Items from a dataset:
========================================

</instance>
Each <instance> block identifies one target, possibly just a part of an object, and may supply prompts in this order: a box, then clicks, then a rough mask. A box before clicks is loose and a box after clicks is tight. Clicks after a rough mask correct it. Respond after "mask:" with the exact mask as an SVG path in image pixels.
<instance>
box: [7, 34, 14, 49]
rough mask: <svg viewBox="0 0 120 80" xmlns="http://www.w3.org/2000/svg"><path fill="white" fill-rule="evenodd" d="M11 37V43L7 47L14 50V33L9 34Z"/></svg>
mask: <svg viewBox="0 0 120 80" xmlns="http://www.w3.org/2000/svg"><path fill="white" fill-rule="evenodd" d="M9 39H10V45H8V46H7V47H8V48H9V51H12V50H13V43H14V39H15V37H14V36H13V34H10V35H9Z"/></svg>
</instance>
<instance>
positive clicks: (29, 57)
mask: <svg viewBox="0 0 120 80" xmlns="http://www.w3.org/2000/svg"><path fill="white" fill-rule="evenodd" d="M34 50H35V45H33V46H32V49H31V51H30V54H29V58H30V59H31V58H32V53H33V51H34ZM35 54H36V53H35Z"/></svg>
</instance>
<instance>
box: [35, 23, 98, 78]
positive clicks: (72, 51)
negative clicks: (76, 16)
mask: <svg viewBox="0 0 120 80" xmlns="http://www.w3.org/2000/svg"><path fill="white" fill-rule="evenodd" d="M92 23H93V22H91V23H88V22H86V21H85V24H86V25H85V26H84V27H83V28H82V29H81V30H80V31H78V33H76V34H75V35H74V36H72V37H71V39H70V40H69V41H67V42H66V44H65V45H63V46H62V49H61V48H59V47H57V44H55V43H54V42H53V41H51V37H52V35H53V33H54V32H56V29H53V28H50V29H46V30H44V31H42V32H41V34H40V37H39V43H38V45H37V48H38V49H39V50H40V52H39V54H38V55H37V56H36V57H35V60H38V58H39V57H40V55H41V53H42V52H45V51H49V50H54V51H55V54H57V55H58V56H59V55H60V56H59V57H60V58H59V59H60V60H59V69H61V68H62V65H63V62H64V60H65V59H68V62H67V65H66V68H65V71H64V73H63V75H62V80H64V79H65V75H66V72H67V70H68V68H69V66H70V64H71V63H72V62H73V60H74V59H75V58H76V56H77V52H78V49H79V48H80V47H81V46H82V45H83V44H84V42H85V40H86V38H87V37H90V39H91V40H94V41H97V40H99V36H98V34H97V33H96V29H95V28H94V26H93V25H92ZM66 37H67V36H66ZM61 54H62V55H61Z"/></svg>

========================================

* TASK DIRECTIONS *
Copy each entry exactly, with nothing added or dropped.

* ANSWER TO THIS EXERCISE *
</instance>
Each <instance> block identifies one target, possibly just a part of an object, and may supply prompts in this order: a box, then clicks, then a rough mask. A box before clicks is loose and a box after clicks is tight. Clicks after a rough mask correct it. Respond after "mask:" with the exact mask as an SVG path in image pixels.
<instance>
box: [7, 34, 14, 49]
rough mask: <svg viewBox="0 0 120 80" xmlns="http://www.w3.org/2000/svg"><path fill="white" fill-rule="evenodd" d="M11 37V43L7 47L14 50V33L9 34Z"/></svg>
mask: <svg viewBox="0 0 120 80" xmlns="http://www.w3.org/2000/svg"><path fill="white" fill-rule="evenodd" d="M9 39H10V45H8V46H7V47H8V48H9V51H12V50H13V43H14V39H15V37H14V36H13V34H10V35H9Z"/></svg>
</instance>
<instance>
positive clicks: (29, 57)
mask: <svg viewBox="0 0 120 80" xmlns="http://www.w3.org/2000/svg"><path fill="white" fill-rule="evenodd" d="M34 50H35V45H33V46H32V49H31V51H30V54H29V58H30V59H31V58H32V53H33V51H34ZM35 54H36V53H35Z"/></svg>
</instance>
<instance>
box: [35, 23, 98, 78]
positive clicks: (72, 51)
negative clicks: (76, 16)
mask: <svg viewBox="0 0 120 80" xmlns="http://www.w3.org/2000/svg"><path fill="white" fill-rule="evenodd" d="M92 23H93V22H91V23H88V22H86V21H85V24H86V25H85V26H84V27H83V28H82V29H81V30H80V31H78V33H76V34H75V35H74V36H72V37H71V39H70V40H69V41H67V42H66V44H65V45H63V46H62V49H61V48H59V47H57V44H55V43H54V42H53V41H51V37H52V35H53V33H54V32H56V29H53V28H50V29H46V30H44V31H42V32H41V34H40V37H39V43H38V45H37V48H38V49H39V50H40V52H39V54H38V55H37V56H36V57H35V60H38V58H39V57H40V55H41V53H42V52H45V51H49V50H54V51H55V54H57V55H58V56H59V55H60V56H59V57H60V58H59V59H60V60H59V69H61V68H62V65H63V62H64V60H65V59H68V62H67V65H66V68H65V71H64V73H63V75H62V80H64V79H65V75H66V72H67V70H68V68H69V66H70V64H71V63H72V62H73V60H74V59H75V58H76V56H77V52H78V49H79V48H80V47H81V46H82V45H83V44H84V42H85V40H86V38H87V37H90V39H91V40H94V41H97V40H99V36H98V34H97V33H96V29H95V28H94V26H93V25H92ZM66 37H67V36H66ZM61 54H62V55H61Z"/></svg>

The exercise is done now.